━━━━━ Record list ━━━━━

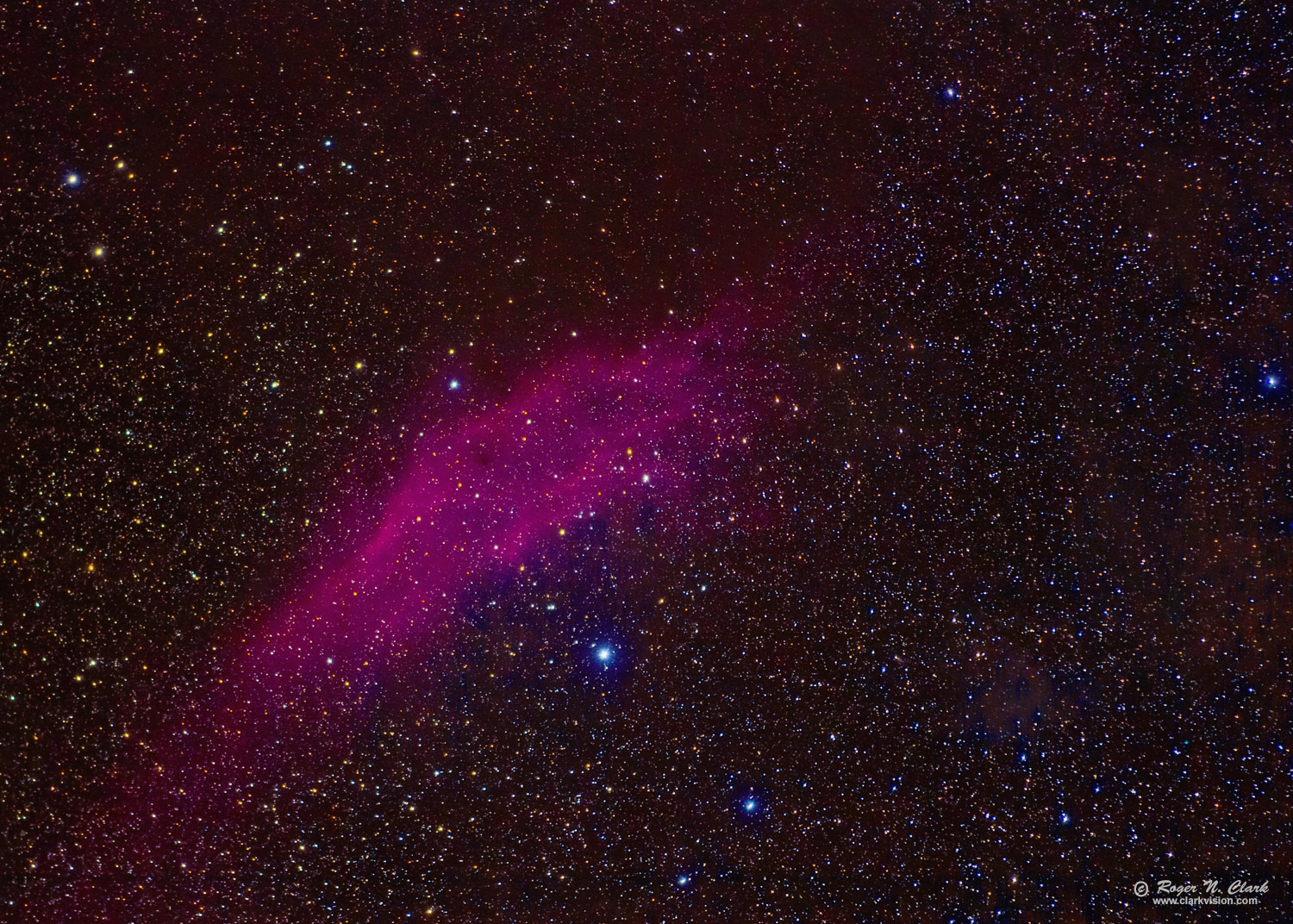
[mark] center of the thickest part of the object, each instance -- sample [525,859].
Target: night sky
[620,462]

━━━━━
━━━━━ Record list ━━━━━

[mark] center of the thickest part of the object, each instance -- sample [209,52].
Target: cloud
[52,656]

━━━━━

Given problem: Gather every line of the rows above that contains the string "each", and copy those lines out in full.

Reply:
[mark] center of the thickest part of the object, each instance -- sample [525,859].
[mark] center of the thickest part of the object, each instance -- sample [209,52].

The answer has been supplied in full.